## [TEXTE SOURCE]
* * * * *

Pour tenter d’expliquer la diminution de la prévalence de l’infection par le coronavirus SARS-CoV-2 constatée en haute altitude, au-dessus de 3000 mètres, les auteurs énumèrent un certain nombre de facteurs hypothétiques:

- importants changements de température entre nuit et jour,

- sécheresse de l’air,

- haut index ultraviolet,

- possible diminution de l’expression de l’enzyme de conversion de l’angiotensine 2 [ACE2] sur les cellules endothéliales pulmonaires humaines, lorsque le sujet vit en haute altitude [a putative decrease of ACE2 expression in pulmonary endothelia in high-altitude inhabitant].

 

Commentaire du blog

 

L’infection par le COVID-19 est toujours en cours, notamment en Amérique du Sud. Les constatations définitives ne pourront être faites qu’à l’issue de la pandémie.

 

Malgré tout, dès à présent, les différences de prévalence de l’infection COVID-19 pour des régions géographiquement voisines et ne différant (apparemment) les unes des autres que par l’altitude, tant en Chine, qu’en Bolivie ou en Équateur, peuvent retenir l’attention.

 

Un possible mécanisme pathogénique n’a pas été cité par les auteurs. Il aurait mérité de l’être. C’est le rôle bénéfique éventuel de l’oxyde nitrique NO.

 

- Comme l’ont indiqué un certain nombre de rubriques récentes du blog «Nitrates et santé. Le blog des nitrates», plusieurs équipes cherchent actuellement à savoir si, délivré par inhalation, l’oxyde nitrique NO ne pourrait pas faire preuve d’efficacité clinique chez les patients soumis à l’infection COVID-19, et constituer un traitement à visée prophylactique et/ou curative. La rubrique du 25 mai 2020 recensait 11 études en cours. Les résultats sont en attente.

 

- Il convient de rappeler que, publiée il y a plus de 10 ans, une étude a montré des taux plasmatiques de nitrate NO3- dix fois plus élevés chez les Tibétains vivant à 4200 mètres d’altitude que chez les Américains vivant à 200 mètres d’altitude: en moyenne, 14,5 mg NO3- l-1 chez les premiers, 1,6 mg NO3- l-1 chez les seconds. Il sont aussi 5 fois plus élevés chez les femmes tibétaines que chez les femmes américaines: respectivement et en moyenne, 9.8 mg NO3- l-1 vs 1.9 mg NO3- l-1 [Erzurum et coll., 2007; rubrique du 30 octobre 2009].

* * * * *

## [DONNÉES FOURNIES]
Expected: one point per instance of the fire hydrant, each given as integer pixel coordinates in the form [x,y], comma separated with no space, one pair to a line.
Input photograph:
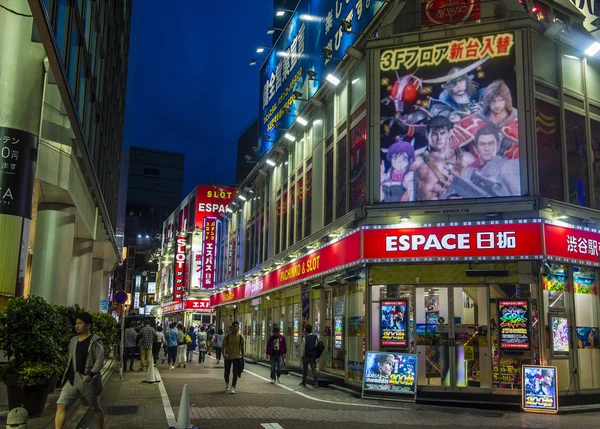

* * * * *

## [TRAVAIL DEMANDÉ]
Transcrivez mot pour mot le passage du texte sur le COVID-19 en haute altitude qui s'ouvre sur les mots contenant « Un possible mécanisme » et se clôt sur « sont en attente. ».

## [RÉPONSE FINALE]
Un possible mécanisme pathogénique n’a pas été cité par les auteurs. Il aurait mérité de l’être. C’est le rôle bénéfique éventuel de l’oxyde nitrique NO.

 

- Comme l’ont indiqué un certain nombre de rubriques récentes du blog «Nitrates et santé. Le blog des nitrates», plusieurs équipes cherchent actuellement à savoir si, délivré par inhalation, l’oxyde nitrique NO ne pourrait pas faire preuve d’efficacité clinique chez les patients soumis à l’infection COVID-19, et constituer un traitement à visée prophylactique et/ou curative. La rubrique du 25 mai 2020 recensait 11 études en cours. Les résultats sont en attente.